## SUPPLIED DATA
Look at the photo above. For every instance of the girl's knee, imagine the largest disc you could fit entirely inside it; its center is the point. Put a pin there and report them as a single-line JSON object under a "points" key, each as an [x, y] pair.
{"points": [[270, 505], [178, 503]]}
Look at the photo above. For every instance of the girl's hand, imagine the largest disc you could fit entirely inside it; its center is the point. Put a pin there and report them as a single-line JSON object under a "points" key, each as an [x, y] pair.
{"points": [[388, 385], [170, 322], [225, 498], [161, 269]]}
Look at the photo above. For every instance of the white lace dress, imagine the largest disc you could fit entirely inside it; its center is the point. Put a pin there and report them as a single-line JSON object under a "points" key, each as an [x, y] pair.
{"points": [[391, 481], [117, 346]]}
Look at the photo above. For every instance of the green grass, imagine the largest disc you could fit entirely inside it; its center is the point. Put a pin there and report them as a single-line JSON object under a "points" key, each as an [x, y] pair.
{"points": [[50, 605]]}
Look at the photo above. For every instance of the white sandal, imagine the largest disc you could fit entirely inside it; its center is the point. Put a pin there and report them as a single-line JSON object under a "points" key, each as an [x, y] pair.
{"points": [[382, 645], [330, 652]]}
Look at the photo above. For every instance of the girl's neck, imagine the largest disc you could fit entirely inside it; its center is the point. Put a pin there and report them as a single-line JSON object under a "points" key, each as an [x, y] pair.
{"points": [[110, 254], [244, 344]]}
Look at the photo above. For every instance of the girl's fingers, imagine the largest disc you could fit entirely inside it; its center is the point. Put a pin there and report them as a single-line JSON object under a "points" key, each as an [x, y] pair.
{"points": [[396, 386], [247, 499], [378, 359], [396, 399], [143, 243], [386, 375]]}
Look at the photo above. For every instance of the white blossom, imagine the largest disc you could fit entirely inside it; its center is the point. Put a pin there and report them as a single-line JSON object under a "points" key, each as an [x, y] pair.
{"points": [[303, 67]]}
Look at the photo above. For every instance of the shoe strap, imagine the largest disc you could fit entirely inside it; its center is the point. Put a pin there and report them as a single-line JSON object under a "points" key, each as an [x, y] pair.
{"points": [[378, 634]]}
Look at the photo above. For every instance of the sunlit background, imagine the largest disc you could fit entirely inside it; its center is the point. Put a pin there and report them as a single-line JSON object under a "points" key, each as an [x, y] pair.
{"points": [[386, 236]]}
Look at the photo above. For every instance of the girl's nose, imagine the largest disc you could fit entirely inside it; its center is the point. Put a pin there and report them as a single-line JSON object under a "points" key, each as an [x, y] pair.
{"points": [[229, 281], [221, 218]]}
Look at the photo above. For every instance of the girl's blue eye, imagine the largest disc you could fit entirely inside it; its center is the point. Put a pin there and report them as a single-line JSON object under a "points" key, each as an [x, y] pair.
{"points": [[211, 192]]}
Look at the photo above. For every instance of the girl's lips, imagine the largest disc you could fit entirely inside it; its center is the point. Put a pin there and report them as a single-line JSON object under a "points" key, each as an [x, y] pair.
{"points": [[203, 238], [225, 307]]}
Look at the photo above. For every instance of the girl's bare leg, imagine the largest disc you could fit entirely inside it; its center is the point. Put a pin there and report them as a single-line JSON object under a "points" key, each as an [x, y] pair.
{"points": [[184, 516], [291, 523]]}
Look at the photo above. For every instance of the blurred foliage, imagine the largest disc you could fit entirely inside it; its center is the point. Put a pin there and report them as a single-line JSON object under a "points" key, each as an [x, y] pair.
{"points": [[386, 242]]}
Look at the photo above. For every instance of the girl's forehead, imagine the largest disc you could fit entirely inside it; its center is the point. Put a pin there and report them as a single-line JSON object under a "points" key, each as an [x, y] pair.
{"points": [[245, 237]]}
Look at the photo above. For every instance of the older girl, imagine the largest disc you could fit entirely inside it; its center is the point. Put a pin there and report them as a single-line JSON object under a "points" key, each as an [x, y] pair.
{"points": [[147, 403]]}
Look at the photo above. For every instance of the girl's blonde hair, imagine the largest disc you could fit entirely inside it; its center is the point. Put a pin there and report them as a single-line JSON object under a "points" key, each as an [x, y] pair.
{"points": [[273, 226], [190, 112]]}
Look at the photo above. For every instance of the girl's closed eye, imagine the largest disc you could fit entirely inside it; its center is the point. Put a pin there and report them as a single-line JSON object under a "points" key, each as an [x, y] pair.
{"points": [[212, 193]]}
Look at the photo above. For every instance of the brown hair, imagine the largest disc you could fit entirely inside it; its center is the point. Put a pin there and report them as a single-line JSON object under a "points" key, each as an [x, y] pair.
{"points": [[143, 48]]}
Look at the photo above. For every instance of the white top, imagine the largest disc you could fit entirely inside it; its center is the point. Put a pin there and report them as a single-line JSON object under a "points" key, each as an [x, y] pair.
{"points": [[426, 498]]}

## THE PROBLEM
Copy each line of the data above without altering a single character.

## SOLVED PROBLEM
Look at the photo above. For every instance of the girl's knee, imagine the largest disc you could fit entirely inside it; its center is the point. Put a pin there and report them as a single-line JSON object under a "points" key, each as an [x, y] pair.
{"points": [[270, 505], [178, 503]]}
Look at the photo above. For every instance of the girl's hand, imagine the largest disc you could fit entirely inside it; its center is the point. Put a pin there and report them as a single-line JSON object under a "points" key, each as an [x, y] pair.
{"points": [[388, 385], [170, 322], [225, 498], [161, 269]]}
Look at the photo above. For every instance of the white lace dress, imagine the largest disc you could fit entirely inside it; its center is the point. Put a pin there and report them as a single-line JSON object under a "points" key, each as an [x, y] pair.
{"points": [[391, 481], [117, 346]]}
Look at the photo above. For every instance of the green grass, imagine the largest disc you could fit entirely inside it; its center is the point. Put a pin there and report them as a single-line JSON object under a "points" key, each as an [x, y] pair.
{"points": [[50, 605]]}
Look at the photo above. For every instance of the white sandal, imagine the largest disc you could fit entirely inside it; its center is the point. Put a pin there and report them as a single-line JSON object under a "points" key, each as an [x, y] pair.
{"points": [[382, 645], [330, 652]]}
Look at the photo above. For every instance of the girl's neck, imagine the largest disc you could fit entirely inside it; its center is the point. Put a pin there and report them as a single-line JSON object under a "points" key, each as an [x, y] pair.
{"points": [[110, 254], [244, 344]]}
Look at the photo above. For every instance of the girl's fingers, imagine the largest disc you could fit entirely inside it; its center is the point. Put a pin there and report them as a single-line JSON object under a "points" key, each as an [x, y] pair.
{"points": [[396, 386], [247, 499], [378, 359], [396, 399], [143, 243], [386, 375]]}
Look at the photo above. For every instance of the white blossom, imagine the largest disc you could fit entirely inside it; its center is the point. Put a pin there and report them as a single-line JSON object under a "points" key, each as an [x, y] pair.
{"points": [[303, 67]]}
Look at the photo above. For every instance of the shoe strap, imagine the largest disc you could fit entirely inside it; its center is the point. Put a pin there and report them as a single-line JSON object under a "points" key, each as an [x, y] pair.
{"points": [[378, 634]]}
Look at the photo above. For every instance of the sunlit background, imagine the largest disc you could fit entirely inside it; its center is the point. Put a pin there and report them as a single-line JSON object under a "points" key, each as an [x, y] pair.
{"points": [[386, 236]]}
Look at the photo above. For every instance of the girl's nose, imagine the largest disc you could fit entirely inside it; its center is the point. Put a pin there and report them as a single-line JSON object under a "points" key, each as an [x, y] pair.
{"points": [[229, 281], [221, 218]]}
Look at the photo above. For every instance of the girl's blue eye, imagine the largest disc you could fit entirely inside it; its center is the point. Put a pin there and report them as a single-line JSON object under a "points" key, each as an [x, y] pair.
{"points": [[211, 192]]}
Look at the photo above. For every instance of the girl's lips, imagine the largest disc you could fit entirely inside it; its center is the point. Put a pin there and report them as a single-line JSON object under a "points" key, each as an [x, y] pair.
{"points": [[203, 238], [225, 307]]}
Look at the photo above. For every instance of the girl's bare leg, imagine the largest disc you could fit entirely inside it; its center is the point. Put a pin there and report them as a single-line JSON object under a "points" key, each as an [x, y] pair.
{"points": [[184, 516], [291, 523]]}
Look at the photo above. For every instance of the blurred foliage, imagine the largest disc you could fit entirely inside it; its center is the point. Put a pin there and report them as a single-line JSON object under a "points" key, each as an [x, y] pair.
{"points": [[386, 242]]}
Look at the photo above. For every instance of the girl's forehead, imagine the largest disc you could fit entirely inside it; its center is the point. Put a pin there and report them as a single-line JSON object under a "points" key, each as an [x, y] pair.
{"points": [[245, 237]]}
Look at the photo above. For every instance of the older girl, imagine the largest disc you could fit entirely inside it; its center is the point. Put a pin there and report them as a single-line JSON object under a "points" key, each as an [x, y] pair.
{"points": [[147, 403]]}
Look at the photo above. For every instance of the girl's blonde hair, imagine the largest disc you could fit entirely inside it; its center is the point. Put a pin there and report them as a single-line JSON object under a "points" key, each as an [x, y] pair.
{"points": [[273, 226], [190, 112]]}
Look at the photo above. For every instance of the girl's closed eye, imagine the largest disc you could fit entirely inside it; its center is the point. Put a pin there and report them as a single-line JSON object under a "points" key, each as an [x, y] pair.
{"points": [[212, 193]]}
Look at the photo above. For every instance of the brown hair, imagine the largest disc you could fit entirely inside it; its center is the point. Put a pin there and report them as a single-line JSON object under a "points" key, each as an [x, y] pair.
{"points": [[143, 48]]}
Look at the photo above. For every instance of the white top, imagine the largest disc you could fit entirely inside it; its center is the point. Put a pin there and report them as a single-line JSON object under a "points" key, each as an [x, y] pair.
{"points": [[426, 498]]}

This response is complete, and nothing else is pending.